## WHAT IS REQUIRED
Reproduce the full text of the COVID-19 treatment protocol below word for word.

## EXTRACT PROVIDED

-- Opening Marker --

The following Covid19 management protocols were developed by Paul Marik, MD, Professor of Medicine and Chief of Pulmonary and Critical Care Medicine at Eastern Virginia Medical School, and others, as members of the Front Line COVID-19 Critical Care Alliance (FLCCC).
A key point is to start supplements and Ivermectin asap, at the first sign of Covid19 infection.
NOTE: Ivermectin is not FDA approved for treating Covid19 and is used “off label” for this indication.
Symptomatic patients at home (for the duration of acute symptoms)
- Ivermectin 0.4-0.6 mg/kg daily, x5 days
- Vitamin C 500 mg and Quercetin 250–500 mg 2x/day
- Zinc 75–100 mg/day (elemental zinc)
- Melatonin 10 mg at night (the optimal dose is unknown)
- Vitamin D3 2000–4000 IU/day.
Body weight conversion for ivermectin dose (using 0.4mg/kg at upper weight) in prevention and treatment of COVID-19
70–90 lb = 32–40 kg = 16mg
91–110 lb = 41–50 kg = 20mg
111–130 lb = 51–59 kg = 24 mg
131–150 lb = 60–68 kg = 27mg
151–170 lb = 69–77 kg = 30 mg
171–190 lb = 78–86 kg = 34 mg
191–210 lb = 87–95 kg = 38 mg
211–230 lb = 96–104 kg = 42 mg
231–250 lb = 105–113 kg = 45 mg
251–270 lb = 114–122 kg = 48 mg
271–290 lb = 123–131 kg = 52 mg
291–310 lb = 132–140 kg = 56 mg
• Aspirin 81–325 mg/day (unless contraindicated). ASA has antiinflammatory, antithrombotic, and
antiviral effects. Platelet activation may play a major role in propagating the prothrombotic state associated with COVID-19.

-- Closing Marker --

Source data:
-- Opening Marker --

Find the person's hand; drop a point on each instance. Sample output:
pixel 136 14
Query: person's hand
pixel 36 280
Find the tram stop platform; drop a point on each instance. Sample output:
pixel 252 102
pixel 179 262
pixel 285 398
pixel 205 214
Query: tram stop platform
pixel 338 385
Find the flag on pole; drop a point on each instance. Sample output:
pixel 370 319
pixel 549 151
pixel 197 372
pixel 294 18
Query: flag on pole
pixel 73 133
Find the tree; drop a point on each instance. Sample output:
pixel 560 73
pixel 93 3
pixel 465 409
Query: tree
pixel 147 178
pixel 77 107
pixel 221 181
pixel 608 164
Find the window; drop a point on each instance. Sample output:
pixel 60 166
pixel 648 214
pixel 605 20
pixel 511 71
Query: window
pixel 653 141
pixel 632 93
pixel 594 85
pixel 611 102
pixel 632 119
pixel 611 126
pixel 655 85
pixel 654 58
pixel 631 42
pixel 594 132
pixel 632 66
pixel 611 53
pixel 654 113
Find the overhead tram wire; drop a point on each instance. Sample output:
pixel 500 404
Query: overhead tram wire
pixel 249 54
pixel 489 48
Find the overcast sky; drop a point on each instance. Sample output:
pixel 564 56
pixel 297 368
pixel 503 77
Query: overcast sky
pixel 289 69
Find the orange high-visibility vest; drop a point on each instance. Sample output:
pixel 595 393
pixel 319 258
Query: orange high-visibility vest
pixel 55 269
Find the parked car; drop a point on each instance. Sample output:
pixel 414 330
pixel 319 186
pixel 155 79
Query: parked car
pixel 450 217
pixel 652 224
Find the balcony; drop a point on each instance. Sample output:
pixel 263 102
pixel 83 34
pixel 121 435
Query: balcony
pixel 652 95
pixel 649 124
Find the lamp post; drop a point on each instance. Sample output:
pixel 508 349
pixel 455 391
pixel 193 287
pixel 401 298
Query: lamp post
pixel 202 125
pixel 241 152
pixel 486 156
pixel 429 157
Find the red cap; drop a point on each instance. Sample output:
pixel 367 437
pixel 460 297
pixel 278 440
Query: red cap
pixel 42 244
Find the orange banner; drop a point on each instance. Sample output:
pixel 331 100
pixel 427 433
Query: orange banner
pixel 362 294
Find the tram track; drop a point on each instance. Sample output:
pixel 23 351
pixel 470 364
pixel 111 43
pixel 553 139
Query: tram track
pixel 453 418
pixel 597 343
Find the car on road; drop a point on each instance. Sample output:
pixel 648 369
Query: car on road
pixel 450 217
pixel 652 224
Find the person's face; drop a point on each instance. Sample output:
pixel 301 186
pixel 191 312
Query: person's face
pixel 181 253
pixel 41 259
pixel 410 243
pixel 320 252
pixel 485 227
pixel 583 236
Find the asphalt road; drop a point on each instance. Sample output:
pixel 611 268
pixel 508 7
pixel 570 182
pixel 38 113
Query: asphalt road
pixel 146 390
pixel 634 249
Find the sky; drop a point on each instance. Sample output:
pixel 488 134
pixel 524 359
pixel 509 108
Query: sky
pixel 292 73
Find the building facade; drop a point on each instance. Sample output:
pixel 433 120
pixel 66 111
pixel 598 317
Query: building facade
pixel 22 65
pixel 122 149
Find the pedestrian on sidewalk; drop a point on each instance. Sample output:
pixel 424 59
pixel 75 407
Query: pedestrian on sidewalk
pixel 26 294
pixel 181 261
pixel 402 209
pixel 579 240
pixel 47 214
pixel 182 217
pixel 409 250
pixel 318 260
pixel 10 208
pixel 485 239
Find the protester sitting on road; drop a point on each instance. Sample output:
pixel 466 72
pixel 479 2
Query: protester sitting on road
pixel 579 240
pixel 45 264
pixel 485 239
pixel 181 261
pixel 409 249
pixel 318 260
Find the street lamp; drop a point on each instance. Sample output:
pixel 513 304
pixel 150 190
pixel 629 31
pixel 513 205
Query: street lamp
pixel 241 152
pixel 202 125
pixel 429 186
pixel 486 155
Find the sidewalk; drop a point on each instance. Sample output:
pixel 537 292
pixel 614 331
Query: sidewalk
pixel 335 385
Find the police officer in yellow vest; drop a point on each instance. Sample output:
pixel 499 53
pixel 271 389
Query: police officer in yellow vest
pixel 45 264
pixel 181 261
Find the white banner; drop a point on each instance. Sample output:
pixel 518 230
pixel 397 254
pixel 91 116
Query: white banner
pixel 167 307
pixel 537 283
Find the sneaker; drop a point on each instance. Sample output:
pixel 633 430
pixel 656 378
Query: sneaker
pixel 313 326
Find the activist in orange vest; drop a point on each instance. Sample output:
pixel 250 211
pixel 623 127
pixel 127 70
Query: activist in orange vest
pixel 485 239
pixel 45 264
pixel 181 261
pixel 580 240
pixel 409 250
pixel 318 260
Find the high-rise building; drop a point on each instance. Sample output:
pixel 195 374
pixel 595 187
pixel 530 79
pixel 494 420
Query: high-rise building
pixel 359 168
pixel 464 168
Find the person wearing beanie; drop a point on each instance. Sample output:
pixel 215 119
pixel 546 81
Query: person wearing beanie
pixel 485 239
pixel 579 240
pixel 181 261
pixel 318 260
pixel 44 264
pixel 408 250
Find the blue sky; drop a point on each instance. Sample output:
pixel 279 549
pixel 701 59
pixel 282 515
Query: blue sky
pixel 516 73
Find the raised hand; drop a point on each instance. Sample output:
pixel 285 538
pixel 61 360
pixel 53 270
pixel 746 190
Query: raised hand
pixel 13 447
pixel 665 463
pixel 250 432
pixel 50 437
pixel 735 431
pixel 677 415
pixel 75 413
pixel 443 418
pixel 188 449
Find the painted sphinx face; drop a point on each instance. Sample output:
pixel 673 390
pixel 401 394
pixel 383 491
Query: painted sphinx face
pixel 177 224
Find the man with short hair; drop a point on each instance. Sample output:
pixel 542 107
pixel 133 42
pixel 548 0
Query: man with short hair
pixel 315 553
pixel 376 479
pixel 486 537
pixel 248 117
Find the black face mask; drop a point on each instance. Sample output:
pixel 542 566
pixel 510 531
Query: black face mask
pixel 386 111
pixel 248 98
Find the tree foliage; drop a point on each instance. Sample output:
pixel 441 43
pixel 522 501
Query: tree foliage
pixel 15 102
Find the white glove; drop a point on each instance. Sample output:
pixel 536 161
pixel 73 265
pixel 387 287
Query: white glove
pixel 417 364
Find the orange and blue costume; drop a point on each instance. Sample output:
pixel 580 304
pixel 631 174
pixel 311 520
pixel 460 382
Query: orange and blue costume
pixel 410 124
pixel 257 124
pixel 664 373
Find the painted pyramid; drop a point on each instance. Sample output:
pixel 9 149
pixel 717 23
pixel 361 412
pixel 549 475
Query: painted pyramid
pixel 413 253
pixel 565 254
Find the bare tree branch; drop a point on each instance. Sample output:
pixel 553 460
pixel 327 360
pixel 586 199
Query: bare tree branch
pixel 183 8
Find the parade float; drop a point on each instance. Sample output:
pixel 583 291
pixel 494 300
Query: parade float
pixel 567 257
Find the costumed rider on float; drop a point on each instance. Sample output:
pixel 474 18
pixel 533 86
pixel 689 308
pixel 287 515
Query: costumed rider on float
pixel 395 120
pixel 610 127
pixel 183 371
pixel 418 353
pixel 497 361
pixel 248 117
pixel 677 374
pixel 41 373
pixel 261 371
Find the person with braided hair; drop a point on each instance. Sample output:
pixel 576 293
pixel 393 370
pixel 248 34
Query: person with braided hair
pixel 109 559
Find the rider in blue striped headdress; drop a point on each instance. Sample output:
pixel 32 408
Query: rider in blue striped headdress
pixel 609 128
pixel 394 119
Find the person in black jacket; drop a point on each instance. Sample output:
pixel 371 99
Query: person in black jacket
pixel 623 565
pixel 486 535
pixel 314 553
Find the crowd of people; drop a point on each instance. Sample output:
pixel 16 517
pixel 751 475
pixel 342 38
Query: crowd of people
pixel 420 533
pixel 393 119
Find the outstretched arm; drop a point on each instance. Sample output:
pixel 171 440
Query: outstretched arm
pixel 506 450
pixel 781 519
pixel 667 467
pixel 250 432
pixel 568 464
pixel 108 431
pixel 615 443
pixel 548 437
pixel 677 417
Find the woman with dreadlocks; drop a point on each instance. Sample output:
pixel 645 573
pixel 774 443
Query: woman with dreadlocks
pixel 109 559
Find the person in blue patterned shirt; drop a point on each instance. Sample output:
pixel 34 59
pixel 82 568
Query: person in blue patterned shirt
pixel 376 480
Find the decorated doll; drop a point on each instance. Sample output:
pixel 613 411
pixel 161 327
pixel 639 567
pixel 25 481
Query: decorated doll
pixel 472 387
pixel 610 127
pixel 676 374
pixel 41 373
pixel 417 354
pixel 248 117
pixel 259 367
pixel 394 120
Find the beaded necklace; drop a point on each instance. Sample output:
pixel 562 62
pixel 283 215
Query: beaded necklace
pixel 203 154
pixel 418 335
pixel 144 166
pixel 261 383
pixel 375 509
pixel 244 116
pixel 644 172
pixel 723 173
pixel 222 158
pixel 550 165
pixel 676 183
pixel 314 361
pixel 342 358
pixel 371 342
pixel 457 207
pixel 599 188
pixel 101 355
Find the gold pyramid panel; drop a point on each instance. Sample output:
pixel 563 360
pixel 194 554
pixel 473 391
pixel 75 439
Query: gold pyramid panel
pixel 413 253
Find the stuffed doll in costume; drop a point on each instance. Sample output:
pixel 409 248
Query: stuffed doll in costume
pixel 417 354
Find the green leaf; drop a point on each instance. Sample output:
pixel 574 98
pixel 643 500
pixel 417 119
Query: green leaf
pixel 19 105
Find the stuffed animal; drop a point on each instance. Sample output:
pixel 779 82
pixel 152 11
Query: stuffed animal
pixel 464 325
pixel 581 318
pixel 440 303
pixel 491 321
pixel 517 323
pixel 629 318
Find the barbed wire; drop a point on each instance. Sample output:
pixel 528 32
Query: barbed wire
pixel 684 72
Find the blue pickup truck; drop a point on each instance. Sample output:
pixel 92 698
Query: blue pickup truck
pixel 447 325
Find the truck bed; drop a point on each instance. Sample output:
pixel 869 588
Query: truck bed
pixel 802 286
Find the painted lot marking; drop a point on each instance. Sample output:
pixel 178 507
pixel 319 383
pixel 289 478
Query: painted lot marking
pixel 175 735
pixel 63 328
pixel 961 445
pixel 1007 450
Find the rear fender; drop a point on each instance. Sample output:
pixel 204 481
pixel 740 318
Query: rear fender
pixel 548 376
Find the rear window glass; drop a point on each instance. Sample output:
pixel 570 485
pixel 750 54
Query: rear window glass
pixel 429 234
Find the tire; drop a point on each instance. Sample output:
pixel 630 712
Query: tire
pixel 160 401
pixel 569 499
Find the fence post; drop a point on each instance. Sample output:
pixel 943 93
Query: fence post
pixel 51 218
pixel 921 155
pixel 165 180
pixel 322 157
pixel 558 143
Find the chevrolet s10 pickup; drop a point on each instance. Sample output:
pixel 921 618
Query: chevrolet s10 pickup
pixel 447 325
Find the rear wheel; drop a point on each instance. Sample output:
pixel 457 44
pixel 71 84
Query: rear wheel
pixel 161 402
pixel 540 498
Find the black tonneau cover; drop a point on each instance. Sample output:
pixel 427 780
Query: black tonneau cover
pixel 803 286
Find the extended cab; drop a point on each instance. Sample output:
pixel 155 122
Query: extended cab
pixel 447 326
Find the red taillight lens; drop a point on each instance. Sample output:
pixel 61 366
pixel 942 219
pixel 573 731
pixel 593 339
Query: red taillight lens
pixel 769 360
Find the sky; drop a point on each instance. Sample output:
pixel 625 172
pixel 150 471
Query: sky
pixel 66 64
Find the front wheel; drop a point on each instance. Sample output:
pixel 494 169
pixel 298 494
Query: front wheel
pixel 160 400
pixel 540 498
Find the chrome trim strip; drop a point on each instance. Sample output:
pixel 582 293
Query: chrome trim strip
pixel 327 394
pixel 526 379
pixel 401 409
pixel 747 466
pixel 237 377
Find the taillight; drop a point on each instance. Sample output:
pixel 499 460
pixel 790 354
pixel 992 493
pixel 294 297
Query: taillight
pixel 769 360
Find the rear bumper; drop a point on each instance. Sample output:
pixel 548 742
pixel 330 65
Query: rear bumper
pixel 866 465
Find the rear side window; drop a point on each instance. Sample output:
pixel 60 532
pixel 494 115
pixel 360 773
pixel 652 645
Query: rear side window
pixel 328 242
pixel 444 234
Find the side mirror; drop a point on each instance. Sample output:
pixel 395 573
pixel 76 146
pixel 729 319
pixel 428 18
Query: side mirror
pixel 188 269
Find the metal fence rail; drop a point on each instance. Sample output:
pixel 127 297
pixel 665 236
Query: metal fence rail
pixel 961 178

-- Closing Marker --

## EXERCISE RESPONSE
The following Covid19 management protocols were developed by Paul Marik, MD, Professor of Medicine and Chief of Pulmonary and Critical Care Medicine at Eastern Virginia Medical School, and others, as members of the Front Line COVID-19 Critical Care Alliance (FLCCC).
A key point is to start supplements and Ivermectin asap, at the first sign of Covid19 infection.
NOTE: Ivermectin is not FDA approved for treating Covid19 and is used “off label” for this indication.
Symptomatic patients at home (for the duration of acute symptoms)
- Ivermectin 0.4-0.6 mg/kg daily, x5 days
- Vitamin C 500 mg and Quercetin 250–500 mg 2x/day
- Zinc 75–100 mg/day (elemental zinc)
- Melatonin 10 mg at night (the optimal dose is unknown)
- Vitamin D3 2000–4000 IU/day.
Body weight conversion for ivermectin dose (using 0.4mg/kg at upper weight) in prevention and treatment of COVID-19
70–90 lb = 32–40 kg = 16mg
91–110 lb = 41–50 kg = 20mg
111–130 lb = 51–59 kg = 24 mg
131–150 lb = 60–68 kg = 27mg
151–170 lb = 69–77 kg = 30 mg
171–190 lb = 78–86 kg = 34 mg
191–210 lb = 87–95 kg = 38 mg
211–230 lb = 96–104 kg = 42 mg
231–250 lb = 105–113 kg = 45 mg
251–270 lb = 114–122 kg = 48 mg
271–290 lb = 123–131 kg = 52 mg
291–310 lb = 132–140 kg = 56 mg
• Aspirin 81–325 mg/day (unless contraindicated). ASA has antiinflammatory, antithrombotic, and
antiviral effects. Platelet activation may play a major role in propagating the prothrombotic state associated with COVID-19.